■ Direction:
Transcribe the full listing below exactly.
═══ Data section ═══
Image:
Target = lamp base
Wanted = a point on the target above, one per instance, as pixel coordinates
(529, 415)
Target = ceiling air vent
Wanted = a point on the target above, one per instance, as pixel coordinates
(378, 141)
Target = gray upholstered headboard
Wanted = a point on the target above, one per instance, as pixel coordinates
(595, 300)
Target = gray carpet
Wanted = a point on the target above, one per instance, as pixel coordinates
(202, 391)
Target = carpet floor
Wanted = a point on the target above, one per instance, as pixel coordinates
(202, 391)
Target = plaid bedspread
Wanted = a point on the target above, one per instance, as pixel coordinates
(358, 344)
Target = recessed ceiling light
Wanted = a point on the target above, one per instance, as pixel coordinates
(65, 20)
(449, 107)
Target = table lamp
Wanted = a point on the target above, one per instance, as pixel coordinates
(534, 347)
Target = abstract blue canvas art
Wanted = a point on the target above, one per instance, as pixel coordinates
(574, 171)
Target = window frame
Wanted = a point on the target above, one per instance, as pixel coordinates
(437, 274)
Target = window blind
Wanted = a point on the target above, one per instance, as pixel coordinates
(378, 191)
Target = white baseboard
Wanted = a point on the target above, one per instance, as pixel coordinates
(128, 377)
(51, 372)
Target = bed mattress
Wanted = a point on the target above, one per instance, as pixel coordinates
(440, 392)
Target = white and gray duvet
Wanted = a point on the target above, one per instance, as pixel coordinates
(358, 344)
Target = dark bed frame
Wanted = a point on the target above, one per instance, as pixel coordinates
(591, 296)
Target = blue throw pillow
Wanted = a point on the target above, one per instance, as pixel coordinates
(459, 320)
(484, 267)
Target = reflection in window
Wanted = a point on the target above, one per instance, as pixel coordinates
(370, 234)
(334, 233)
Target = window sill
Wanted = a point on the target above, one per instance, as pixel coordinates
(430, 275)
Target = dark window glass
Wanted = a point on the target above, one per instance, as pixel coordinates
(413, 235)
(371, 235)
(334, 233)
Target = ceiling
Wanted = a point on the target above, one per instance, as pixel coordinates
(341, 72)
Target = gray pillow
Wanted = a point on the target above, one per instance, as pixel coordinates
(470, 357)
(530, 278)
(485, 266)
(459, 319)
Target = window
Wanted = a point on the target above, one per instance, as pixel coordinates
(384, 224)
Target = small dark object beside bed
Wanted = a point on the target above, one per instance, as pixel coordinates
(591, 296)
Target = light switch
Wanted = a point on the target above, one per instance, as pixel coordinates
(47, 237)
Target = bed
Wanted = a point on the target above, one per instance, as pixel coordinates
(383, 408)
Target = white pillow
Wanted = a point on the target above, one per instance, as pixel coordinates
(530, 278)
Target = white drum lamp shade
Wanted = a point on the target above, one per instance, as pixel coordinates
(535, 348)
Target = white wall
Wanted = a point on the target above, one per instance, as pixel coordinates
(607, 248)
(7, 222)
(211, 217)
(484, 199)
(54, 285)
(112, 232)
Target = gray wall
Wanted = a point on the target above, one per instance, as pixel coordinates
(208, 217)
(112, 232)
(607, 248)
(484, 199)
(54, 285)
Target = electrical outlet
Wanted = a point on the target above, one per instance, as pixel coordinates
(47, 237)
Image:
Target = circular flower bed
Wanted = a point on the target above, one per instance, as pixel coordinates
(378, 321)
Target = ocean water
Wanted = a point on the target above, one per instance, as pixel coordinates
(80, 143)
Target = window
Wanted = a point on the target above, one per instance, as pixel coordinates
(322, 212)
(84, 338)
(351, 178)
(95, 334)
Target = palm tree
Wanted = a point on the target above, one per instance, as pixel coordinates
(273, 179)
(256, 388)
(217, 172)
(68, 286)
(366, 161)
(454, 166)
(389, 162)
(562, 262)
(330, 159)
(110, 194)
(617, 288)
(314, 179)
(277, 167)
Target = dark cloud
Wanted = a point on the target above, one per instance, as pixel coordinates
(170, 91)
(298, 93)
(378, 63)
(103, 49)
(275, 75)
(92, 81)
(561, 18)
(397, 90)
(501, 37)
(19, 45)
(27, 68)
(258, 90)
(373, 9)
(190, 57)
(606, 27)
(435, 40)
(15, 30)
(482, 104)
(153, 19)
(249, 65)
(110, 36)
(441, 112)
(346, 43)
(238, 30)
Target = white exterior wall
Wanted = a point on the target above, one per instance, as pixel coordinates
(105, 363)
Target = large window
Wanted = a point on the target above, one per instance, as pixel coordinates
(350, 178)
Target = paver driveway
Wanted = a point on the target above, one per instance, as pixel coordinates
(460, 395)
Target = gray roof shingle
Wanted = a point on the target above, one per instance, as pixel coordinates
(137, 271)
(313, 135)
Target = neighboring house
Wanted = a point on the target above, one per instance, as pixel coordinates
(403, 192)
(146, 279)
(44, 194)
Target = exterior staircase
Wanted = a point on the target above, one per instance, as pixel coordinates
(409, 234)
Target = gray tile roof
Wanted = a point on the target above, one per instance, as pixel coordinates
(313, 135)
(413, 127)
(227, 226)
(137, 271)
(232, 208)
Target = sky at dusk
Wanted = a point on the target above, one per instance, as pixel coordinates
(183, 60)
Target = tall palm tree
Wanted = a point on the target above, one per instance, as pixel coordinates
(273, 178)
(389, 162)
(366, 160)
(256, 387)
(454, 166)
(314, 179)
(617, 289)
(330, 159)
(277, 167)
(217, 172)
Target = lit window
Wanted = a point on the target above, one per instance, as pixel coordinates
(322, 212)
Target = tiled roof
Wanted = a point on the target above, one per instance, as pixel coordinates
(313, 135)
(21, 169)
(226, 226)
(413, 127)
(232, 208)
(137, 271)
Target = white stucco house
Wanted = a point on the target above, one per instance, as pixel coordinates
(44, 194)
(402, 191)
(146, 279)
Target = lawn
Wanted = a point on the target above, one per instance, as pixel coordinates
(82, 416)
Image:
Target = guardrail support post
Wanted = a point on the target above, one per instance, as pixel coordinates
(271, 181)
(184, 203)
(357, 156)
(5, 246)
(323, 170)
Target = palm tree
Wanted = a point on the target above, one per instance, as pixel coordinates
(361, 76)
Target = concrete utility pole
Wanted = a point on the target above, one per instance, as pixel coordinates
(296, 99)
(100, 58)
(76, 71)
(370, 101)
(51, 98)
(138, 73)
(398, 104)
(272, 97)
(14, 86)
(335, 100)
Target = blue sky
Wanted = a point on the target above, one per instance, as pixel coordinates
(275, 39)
═══
■ Task response:
Image:
Target = lamp base
Wanted = a point on the target above, one per instance, as pixel coordinates
(529, 415)
Target = ceiling air vent
Wanted = a point on the target above, one per instance, as pixel coordinates
(378, 141)
Target = gray upholstered headboard
Wanted = a point on the target above, one per instance, as pixel coordinates
(595, 300)
Target = gray carpet
Wanted = a point on the target above, one per instance, as pixel coordinates
(202, 391)
Target = carpet floor
Wanted = a point on the target above, one per instance, as pixel coordinates
(202, 391)
Target = plaid bedspread
Wanted = a point on the target above, one per instance, as pixel coordinates
(358, 344)
Target = recessed ceiling light
Wanted = a point on the target above, one per instance, as pixel coordinates
(65, 20)
(449, 107)
Target = table lamp
Wanted = a point on the target above, one per instance, as pixel coordinates
(534, 347)
Target = abstract blue canvas art
Wanted = a point on the target above, one per instance, as pixel coordinates
(574, 171)
Target = window frame
Wanted = a point on the target above, one per instance, as pixel coordinates
(437, 274)
Target = window blind
Wanted = a point on the target above, one per instance, as pixel coordinates
(378, 191)
Target = white baseboard
Wanted = a point on the target above, one per instance, as pixel coordinates
(128, 377)
(51, 372)
Target = bed mattress
Wanted = a point on the target above, one per instance, as pixel coordinates
(440, 392)
Target = white and gray duvet
Wanted = a point on the target above, one per instance, as pixel coordinates
(358, 344)
Target = dark bed frame
Wanted = a point on the target above, one per instance, as pixel coordinates
(591, 296)
Target = blue throw pillow
Wanted = a point on the target above, one per instance, as pixel coordinates
(459, 320)
(484, 267)
Target = reflection in window
Wanted = a point on the target above, one per instance, as pixel coordinates
(370, 234)
(334, 233)
Target = window sill
Wanted = a point on the target above, one per instance, as pixel coordinates
(430, 275)
Target = dark window glass
Wanted = a point on the target above, one per instance, as pixel coordinates
(413, 235)
(371, 235)
(334, 233)
Target = ceiling
Wanted = a point on the target above, one per instance, as pixel coordinates
(341, 72)
Target = gray pillow
Wanted = a point on the target above, one per instance, as pixel coordinates
(470, 357)
(530, 278)
(485, 266)
(459, 319)
Target = window
Wanted = a point on the target above, one per instance, as pixel coordinates
(384, 224)
Target = small dark object beside bed
Wanted = a point on the target above, one per instance, as pixel coordinates
(591, 296)
Target = light switch
Wanted = a point on the target above, one per instance, as pixel coordinates
(47, 237)
Target = bed
Wanted = a point on the target above, one per instance, as pixel coordinates
(383, 408)
Target = white pillow
Wanted = a point on the target above, one per instance, as pixel coordinates
(530, 278)
Target = white drum lamp shade
Wanted = a point on the target above, one per instance, as pixel coordinates
(535, 348)
Target = white wall
Wanted = a point on the target above, one per instance, as pixel coordinates
(607, 248)
(7, 222)
(211, 217)
(484, 199)
(54, 285)
(112, 232)
Target = gray wall
Wanted = a point on the target above, one per instance, as pixel coordinates
(208, 217)
(112, 232)
(607, 248)
(484, 199)
(54, 285)
Target = electrical outlet
Wanted = a point on the target above, one per instance, as pixel coordinates
(47, 237)
Image:
Target = circular flower bed
Wanted = a point on the target above, one per instance, as pixel coordinates
(378, 321)
Target = ocean water
Wanted = a point on the target above, one per instance, as pixel coordinates
(80, 143)
Target = window
Wanted = a point on the target above, one per instance, as pixel coordinates
(322, 212)
(84, 338)
(351, 178)
(95, 334)
Target = palm tree
Wanted = a point on the target above, one per instance, as pixel coordinates
(273, 179)
(256, 388)
(217, 172)
(68, 286)
(366, 161)
(454, 166)
(389, 162)
(562, 262)
(330, 159)
(110, 194)
(617, 288)
(314, 179)
(277, 167)
Target = dark cloud
Wanted = a point on the target above, one per instance, as pixel coordinates
(170, 91)
(298, 93)
(378, 63)
(103, 49)
(275, 75)
(92, 81)
(561, 18)
(397, 90)
(501, 37)
(19, 45)
(27, 68)
(258, 90)
(373, 9)
(190, 57)
(606, 27)
(435, 40)
(15, 30)
(482, 104)
(153, 19)
(249, 65)
(110, 36)
(441, 112)
(346, 43)
(238, 30)
Target = white exterior wall
Wanted = a point on the target above, one per instance, as pixel coordinates
(105, 363)
Target = large window
Wanted = a point on the target above, one per instance, as pixel coordinates
(350, 178)
Target = paver driveway
Wanted = a point on the target above, one per instance, as pixel coordinates
(460, 395)
Target = gray roof shingle
Wanted = a point on the target above, one per instance, as pixel coordinates
(137, 271)
(313, 135)
Target = neighboring house
Wanted = a point on the target above, one per instance, as pixel coordinates
(403, 192)
(146, 279)
(44, 194)
Target = exterior staircase
Wanted = a point on the target above, one per instance, as pixel coordinates
(409, 234)
Target = gray tile roof
Wanted = a point on the target above, one per instance, as pixel coordinates
(313, 135)
(413, 127)
(227, 226)
(137, 271)
(232, 208)
Target = sky at dusk
Wanted = a point on the target above, one per instance, as pixel coordinates
(183, 60)
Target = tall palm tree
Wanted = a point on the target above, one per instance, as pixel coordinates
(273, 178)
(389, 162)
(366, 160)
(256, 387)
(454, 166)
(314, 179)
(617, 289)
(330, 159)
(277, 167)
(217, 172)
Target = lit window
Wanted = a point on the target above, one per instance, as pixel coordinates
(322, 212)
Target = tiled roof
Wanted = a point on the target above, one per instance, as pixel coordinates
(313, 135)
(21, 169)
(226, 226)
(413, 127)
(232, 208)
(137, 271)
Target = white stucco house
Wanted = a point on the target above, one per instance, as pixel coordinates
(44, 194)
(402, 191)
(146, 279)
Target = lawn
Wanted = a point on the target above, one per instance, as pixel coordinates
(82, 416)
Image:
Target = guardrail support post
Wanted = a point on the target above, one per instance, as pixel coordinates
(271, 181)
(184, 203)
(357, 156)
(5, 246)
(323, 170)
Target = palm tree
Wanted = a point on the target above, one per instance, as pixel coordinates
(361, 76)
Target = concrete utility pole
Wanted = a point on the target above, one per instance, as pixel coordinates
(296, 99)
(100, 58)
(76, 71)
(370, 101)
(51, 98)
(138, 73)
(398, 104)
(272, 97)
(14, 86)
(335, 100)
Target = blue sky
Wanted = a point on the target above, one per instance, as pixel coordinates
(275, 39)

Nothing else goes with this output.